#### WHAT IS ASKED
Copy the part of the listing below that begins with the line containing "In this practice step, locate the horizon" and runs through the end of the listing, swapping "horizon line" for "skyline" and leaving everything else as it is.

#### DATA FOR THIS EXERCISE
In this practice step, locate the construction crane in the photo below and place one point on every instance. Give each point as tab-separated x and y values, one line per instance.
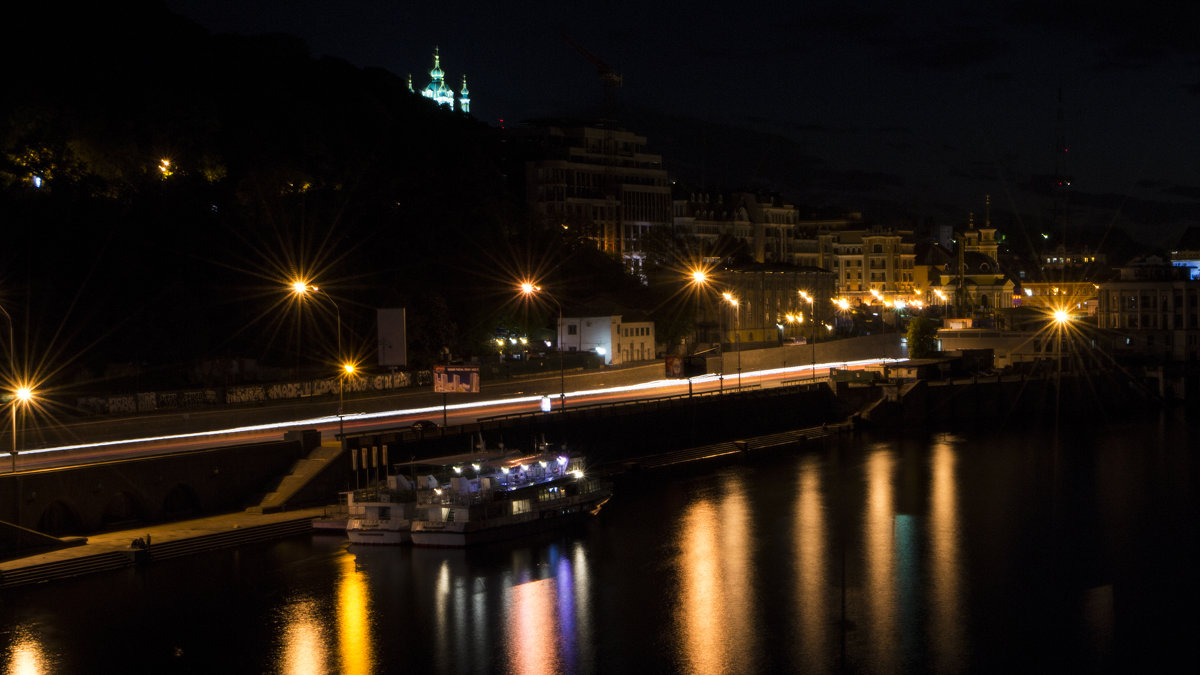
611	79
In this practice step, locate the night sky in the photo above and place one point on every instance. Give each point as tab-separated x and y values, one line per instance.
937	105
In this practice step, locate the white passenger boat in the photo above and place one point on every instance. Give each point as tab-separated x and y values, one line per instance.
502	497
381	514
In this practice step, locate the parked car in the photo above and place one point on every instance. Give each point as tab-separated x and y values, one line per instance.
423	425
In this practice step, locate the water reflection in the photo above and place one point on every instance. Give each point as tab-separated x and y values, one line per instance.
304	644
810	541
532	623
880	595
27	655
717	579
354	640
943	543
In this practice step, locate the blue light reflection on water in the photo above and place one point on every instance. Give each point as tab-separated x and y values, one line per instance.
951	553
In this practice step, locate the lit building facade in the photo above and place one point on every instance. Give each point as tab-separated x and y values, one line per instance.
1151	309
438	91
771	304
765	222
618	341
600	183
879	258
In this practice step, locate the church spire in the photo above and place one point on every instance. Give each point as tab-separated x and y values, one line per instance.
437	88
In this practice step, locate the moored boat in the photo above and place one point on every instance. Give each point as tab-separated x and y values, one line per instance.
502	497
381	514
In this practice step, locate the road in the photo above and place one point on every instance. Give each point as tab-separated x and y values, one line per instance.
363	414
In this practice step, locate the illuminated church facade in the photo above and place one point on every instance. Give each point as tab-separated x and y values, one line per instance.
439	91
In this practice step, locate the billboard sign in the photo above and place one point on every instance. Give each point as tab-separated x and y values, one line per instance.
393	338
456	378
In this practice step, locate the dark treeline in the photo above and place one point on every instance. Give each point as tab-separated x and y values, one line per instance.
280	165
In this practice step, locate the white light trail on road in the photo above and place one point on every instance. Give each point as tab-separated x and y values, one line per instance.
472	405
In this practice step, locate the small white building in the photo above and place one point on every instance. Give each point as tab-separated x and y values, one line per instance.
616	340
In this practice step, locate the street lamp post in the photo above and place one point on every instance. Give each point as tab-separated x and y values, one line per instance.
528	290
699	279
303	290
737	330
813	330
12	374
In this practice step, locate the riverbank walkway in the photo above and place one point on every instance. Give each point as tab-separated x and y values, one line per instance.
115	550
155	543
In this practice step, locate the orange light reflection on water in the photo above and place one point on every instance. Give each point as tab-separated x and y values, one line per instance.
714	613
945	543
533	628
27	656
880	595
354	639
810	563
304	646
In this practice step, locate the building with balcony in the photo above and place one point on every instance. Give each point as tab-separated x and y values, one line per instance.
597	181
617	340
1152	310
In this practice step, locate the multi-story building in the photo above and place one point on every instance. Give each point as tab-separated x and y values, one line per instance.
618	341
765	222
1153	309
876	258
771	303
1187	252
598	181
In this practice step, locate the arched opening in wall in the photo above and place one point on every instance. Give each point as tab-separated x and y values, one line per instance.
124	509
180	502
60	519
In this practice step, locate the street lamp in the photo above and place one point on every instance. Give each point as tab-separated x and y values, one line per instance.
737	330
528	290
700	280
21	395
17	393
303	290
813	329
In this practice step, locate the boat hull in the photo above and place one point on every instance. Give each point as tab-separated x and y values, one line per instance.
473	532
390	535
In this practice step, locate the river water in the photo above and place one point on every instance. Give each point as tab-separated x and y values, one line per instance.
973	550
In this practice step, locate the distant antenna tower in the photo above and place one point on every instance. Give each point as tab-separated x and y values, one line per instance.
1062	180
610	79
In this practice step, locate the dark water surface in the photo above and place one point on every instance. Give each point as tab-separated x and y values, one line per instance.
977	550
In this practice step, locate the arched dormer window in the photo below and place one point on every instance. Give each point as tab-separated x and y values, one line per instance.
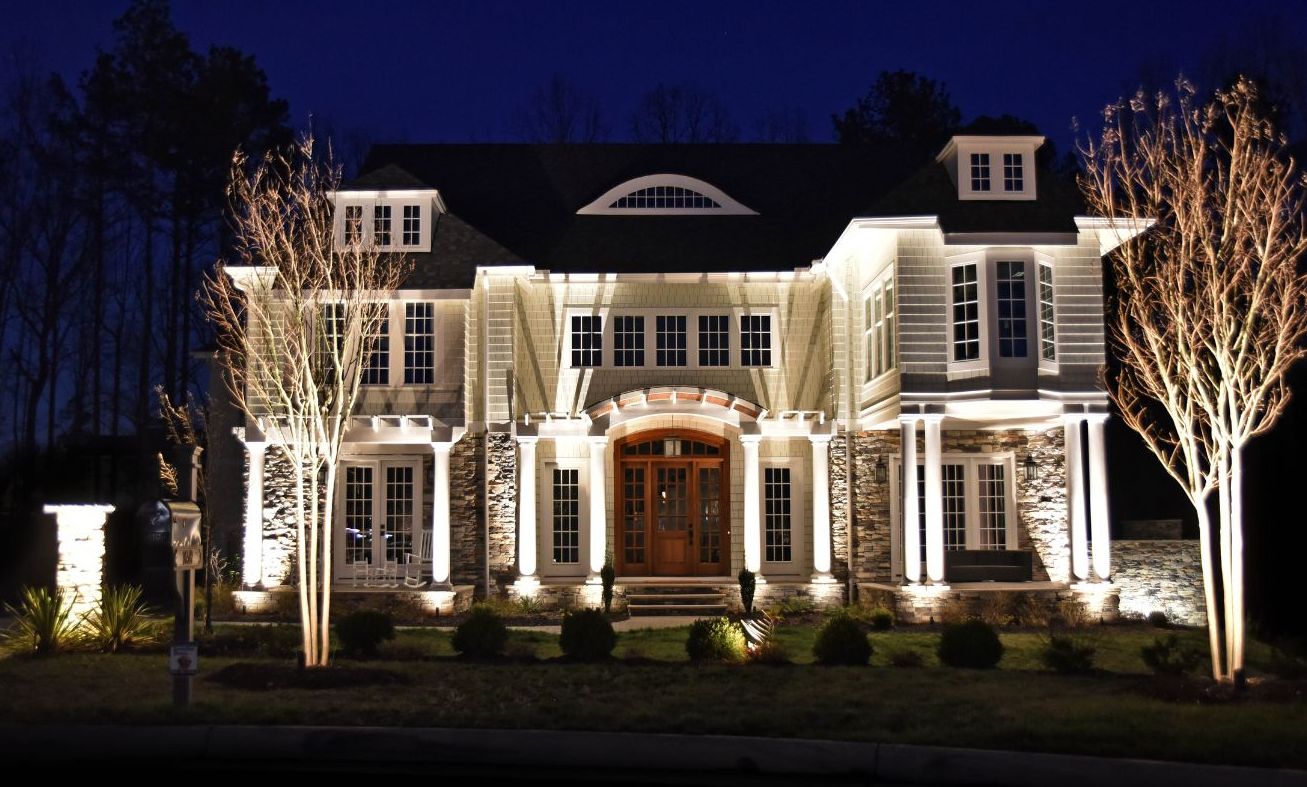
665	195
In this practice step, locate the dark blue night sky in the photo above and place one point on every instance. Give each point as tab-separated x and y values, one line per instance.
460	71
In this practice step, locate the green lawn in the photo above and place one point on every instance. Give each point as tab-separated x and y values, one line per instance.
1118	711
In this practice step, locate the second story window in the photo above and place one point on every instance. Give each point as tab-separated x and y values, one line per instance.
1010	300
412	234
756	340
671	340
628	340
966	313
382	225
979	171
420	344
714	340
1013	173
587	340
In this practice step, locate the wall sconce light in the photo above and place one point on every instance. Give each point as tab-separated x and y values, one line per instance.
1031	468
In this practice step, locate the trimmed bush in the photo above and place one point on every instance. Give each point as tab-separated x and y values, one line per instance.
587	636
1068	655
1169	656
481	636
842	641
973	645
715	639
361	633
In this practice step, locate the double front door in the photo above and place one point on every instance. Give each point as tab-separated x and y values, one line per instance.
672	502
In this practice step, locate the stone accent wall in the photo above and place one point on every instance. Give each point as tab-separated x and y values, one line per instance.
873	557
1161	575
501	455
841	527
467	511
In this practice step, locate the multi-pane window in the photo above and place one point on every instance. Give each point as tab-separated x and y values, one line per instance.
979	171
992	506
1047	331
628	340
665	196
412	225
566	515
378	369
756	340
966	313
671	340
880	330
714	340
353	224
1010	300
420	344
778	514
382	225
587	332
1013	173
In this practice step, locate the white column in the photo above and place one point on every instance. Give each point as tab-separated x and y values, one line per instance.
933	501
597	507
752	503
252	562
1076	500
441	515
1098	523
911	514
527	513
821	506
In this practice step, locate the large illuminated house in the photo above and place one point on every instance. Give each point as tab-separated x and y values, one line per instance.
852	379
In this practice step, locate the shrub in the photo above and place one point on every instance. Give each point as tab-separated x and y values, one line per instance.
43	622
361	633
971	643
842	641
1068	655
748	585
715	639
482	634
587	636
906	658
119	620
1169	656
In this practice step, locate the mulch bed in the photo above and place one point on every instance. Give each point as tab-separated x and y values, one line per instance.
259	677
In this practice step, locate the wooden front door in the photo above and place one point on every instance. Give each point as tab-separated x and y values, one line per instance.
672	503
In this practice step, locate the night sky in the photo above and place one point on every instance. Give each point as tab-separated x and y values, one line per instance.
462	71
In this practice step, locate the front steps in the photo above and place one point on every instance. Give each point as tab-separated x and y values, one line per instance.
697	600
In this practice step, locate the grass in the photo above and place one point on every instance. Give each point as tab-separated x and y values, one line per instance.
1118	711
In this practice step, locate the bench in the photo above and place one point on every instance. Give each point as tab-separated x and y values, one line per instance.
988	565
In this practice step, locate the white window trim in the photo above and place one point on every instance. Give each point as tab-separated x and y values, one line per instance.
799	531
971	501
396	204
341	570
692	336
545	517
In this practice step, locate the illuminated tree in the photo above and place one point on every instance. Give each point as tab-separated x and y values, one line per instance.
296	320
1210	309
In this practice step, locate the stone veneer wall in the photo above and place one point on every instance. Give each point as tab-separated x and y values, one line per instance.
1159	577
841	527
1041	505
502	488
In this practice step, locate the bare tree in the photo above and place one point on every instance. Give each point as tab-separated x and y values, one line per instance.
1210	309
561	113
682	114
296	320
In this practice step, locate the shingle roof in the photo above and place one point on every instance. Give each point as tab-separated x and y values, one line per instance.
514	204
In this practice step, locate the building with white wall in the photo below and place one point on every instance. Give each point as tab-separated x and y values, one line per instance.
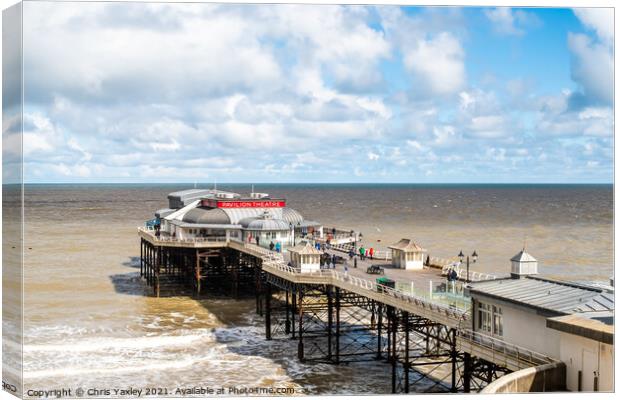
587	349
407	254
518	310
214	214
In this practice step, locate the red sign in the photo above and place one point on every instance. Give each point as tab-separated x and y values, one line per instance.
244	203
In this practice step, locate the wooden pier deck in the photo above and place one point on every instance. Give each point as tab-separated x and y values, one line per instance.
406	312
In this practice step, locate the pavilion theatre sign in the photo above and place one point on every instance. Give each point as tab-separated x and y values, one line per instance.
243	203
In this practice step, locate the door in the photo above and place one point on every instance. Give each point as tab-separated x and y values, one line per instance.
589	370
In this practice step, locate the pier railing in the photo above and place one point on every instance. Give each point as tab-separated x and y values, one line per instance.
165	238
500	351
474	276
371	289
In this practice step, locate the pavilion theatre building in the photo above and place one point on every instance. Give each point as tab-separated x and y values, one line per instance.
569	322
257	218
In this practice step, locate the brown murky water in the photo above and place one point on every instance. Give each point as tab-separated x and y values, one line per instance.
88	323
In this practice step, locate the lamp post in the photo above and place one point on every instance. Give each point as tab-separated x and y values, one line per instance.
474	258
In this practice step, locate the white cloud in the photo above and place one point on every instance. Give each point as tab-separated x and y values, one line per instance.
592	67
373	156
438	63
601	20
503	21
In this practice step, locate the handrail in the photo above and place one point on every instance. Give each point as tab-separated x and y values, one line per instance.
474	276
367	285
169	239
508	349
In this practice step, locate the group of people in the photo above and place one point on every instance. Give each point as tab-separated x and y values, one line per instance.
329	262
364	253
277	246
452	275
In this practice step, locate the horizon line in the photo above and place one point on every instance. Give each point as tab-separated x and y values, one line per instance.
309	183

#### SOLUTION TO THIS PROBLEM
In this practice step, locate the skyline in the photo above and place one point on every instance. Give each point as tab-separated x and y values, one line per instance.
309	183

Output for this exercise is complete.